Stored data entries:
┌──

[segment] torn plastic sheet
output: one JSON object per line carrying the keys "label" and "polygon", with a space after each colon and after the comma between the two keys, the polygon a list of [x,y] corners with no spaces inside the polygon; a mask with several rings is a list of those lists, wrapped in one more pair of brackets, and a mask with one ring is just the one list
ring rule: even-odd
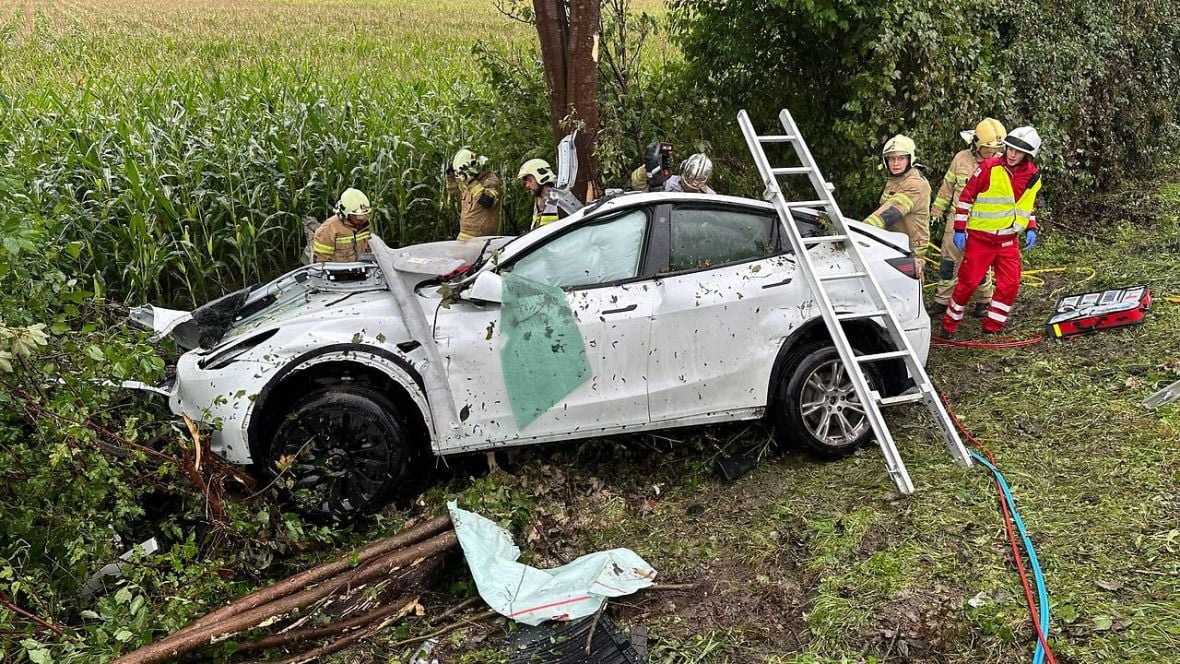
{"label": "torn plastic sheet", "polygon": [[590,553],[553,569],[529,567],[517,562],[520,549],[495,522],[453,500],[447,509],[479,596],[500,615],[526,625],[592,615],[608,597],[630,595],[656,576],[630,549]]}
{"label": "torn plastic sheet", "polygon": [[500,351],[516,426],[524,429],[590,377],[590,362],[565,291],[504,274]]}

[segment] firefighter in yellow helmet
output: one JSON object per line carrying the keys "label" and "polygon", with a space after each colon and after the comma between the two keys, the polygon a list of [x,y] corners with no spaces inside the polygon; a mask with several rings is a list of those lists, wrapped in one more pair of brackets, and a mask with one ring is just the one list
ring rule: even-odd
{"label": "firefighter in yellow helmet", "polygon": [[369,197],[359,189],[348,188],[336,202],[336,214],[315,231],[312,252],[317,263],[352,263],[369,252],[369,215],[373,208]]}
{"label": "firefighter in yellow helmet", "polygon": [[489,169],[481,170],[487,157],[463,148],[455,153],[447,168],[447,191],[459,201],[459,236],[496,235],[500,232],[500,208],[503,183]]}
{"label": "firefighter in yellow helmet", "polygon": [[516,179],[532,193],[533,217],[529,230],[557,221],[557,204],[549,200],[549,190],[557,182],[557,172],[544,159],[530,159],[520,166]]}
{"label": "firefighter in yellow helmet", "polygon": [[930,242],[930,183],[916,167],[914,142],[898,134],[885,143],[881,161],[889,172],[879,207],[865,217],[865,223],[877,228],[905,233],[910,251],[918,257],[918,274]]}
{"label": "firefighter in yellow helmet", "polygon": [[[938,188],[938,196],[930,208],[930,218],[937,220],[943,216],[950,216],[954,211],[954,202],[959,200],[963,185],[967,179],[979,168],[984,159],[994,157],[1004,149],[1004,137],[1008,132],[999,120],[984,118],[975,126],[975,131],[959,133],[968,147],[960,150],[951,160],[950,168],[942,177],[942,186]],[[946,311],[946,305],[951,301],[951,293],[955,290],[955,278],[959,274],[959,266],[963,263],[963,252],[955,247],[955,225],[951,219],[946,220],[946,230],[942,234],[942,260],[938,264],[938,290],[934,293],[934,302],[927,308],[931,316],[941,316]],[[987,313],[988,303],[992,301],[993,281],[990,274],[984,278],[979,289],[971,299],[974,306],[971,313],[981,317]]]}

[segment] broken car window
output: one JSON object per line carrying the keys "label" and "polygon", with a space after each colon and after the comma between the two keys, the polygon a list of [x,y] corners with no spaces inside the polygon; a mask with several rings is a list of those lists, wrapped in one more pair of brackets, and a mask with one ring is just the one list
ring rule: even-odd
{"label": "broken car window", "polygon": [[559,288],[630,279],[639,273],[646,228],[644,212],[583,226],[516,261],[512,274]]}
{"label": "broken car window", "polygon": [[773,256],[775,219],[725,209],[672,211],[671,272]]}

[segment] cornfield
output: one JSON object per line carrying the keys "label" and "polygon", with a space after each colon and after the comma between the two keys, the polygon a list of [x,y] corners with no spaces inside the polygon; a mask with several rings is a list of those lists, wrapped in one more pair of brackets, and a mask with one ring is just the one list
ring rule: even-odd
{"label": "cornfield", "polygon": [[349,186],[388,242],[453,237],[444,165],[497,131],[472,47],[532,35],[409,0],[0,0],[0,26],[0,216],[176,306],[293,267]]}

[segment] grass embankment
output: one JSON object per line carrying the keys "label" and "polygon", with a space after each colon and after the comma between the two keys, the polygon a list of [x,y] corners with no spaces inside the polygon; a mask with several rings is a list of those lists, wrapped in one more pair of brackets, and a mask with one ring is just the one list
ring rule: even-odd
{"label": "grass embankment", "polygon": [[[1022,288],[1010,332],[1041,333],[1062,294],[1136,283],[1157,296],[1145,325],[931,354],[931,376],[1015,492],[1061,662],[1180,661],[1180,404],[1139,405],[1180,378],[1180,303],[1162,299],[1180,295],[1172,180],[1128,194],[1113,216],[1069,220],[1093,239],[1050,224],[1026,269],[1064,270],[1027,279],[1043,284]],[[963,336],[981,336],[978,320]],[[835,463],[789,453],[727,484],[711,468],[720,448],[766,435],[739,426],[668,436],[680,446],[651,436],[521,451],[516,478],[481,480],[468,499],[524,524],[521,544],[543,565],[627,546],[665,582],[701,582],[613,610],[658,639],[657,662],[1028,661],[1035,635],[989,475],[953,465],[921,407],[890,422],[910,498],[875,447]]]}

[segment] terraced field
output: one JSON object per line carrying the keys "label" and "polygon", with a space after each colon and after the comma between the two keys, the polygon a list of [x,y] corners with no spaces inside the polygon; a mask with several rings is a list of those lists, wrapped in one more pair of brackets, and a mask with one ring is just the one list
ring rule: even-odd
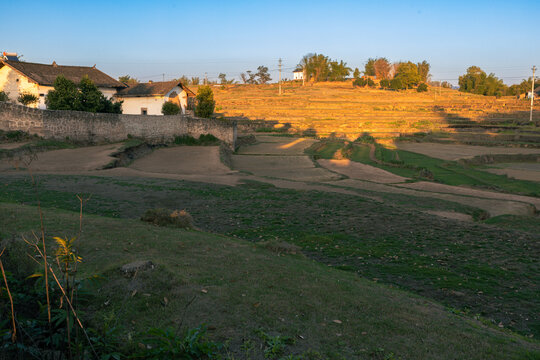
{"label": "terraced field", "polygon": [[437,141],[540,146],[540,105],[529,123],[529,103],[513,97],[485,97],[451,89],[427,93],[353,88],[350,82],[302,87],[231,85],[214,89],[217,111],[240,123],[289,124],[291,131],[379,139],[426,133]]}

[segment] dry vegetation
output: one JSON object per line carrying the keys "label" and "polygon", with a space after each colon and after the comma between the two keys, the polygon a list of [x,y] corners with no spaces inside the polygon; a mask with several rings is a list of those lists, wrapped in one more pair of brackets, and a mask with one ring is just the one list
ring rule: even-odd
{"label": "dry vegetation", "polygon": [[[440,93],[439,93],[440,91]],[[540,142],[540,106],[529,124],[529,103],[514,97],[488,97],[430,88],[388,91],[353,88],[350,82],[284,85],[232,85],[214,89],[216,111],[227,117],[277,120],[294,129],[315,129],[355,138],[368,132],[378,138],[419,132],[442,132],[459,140]],[[448,134],[449,133],[449,134]]]}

└──

> TASK REQUIREMENTS
Every line with "segment" in it should be copied from the entries above.

> YOUR SOLUTION
[segment] torn plastic sheet
[segment] firefighter in yellow helmet
[segment] broken car window
[segment] cornfield
[segment] grass embankment
[segment] terraced field
[segment] dry vegetation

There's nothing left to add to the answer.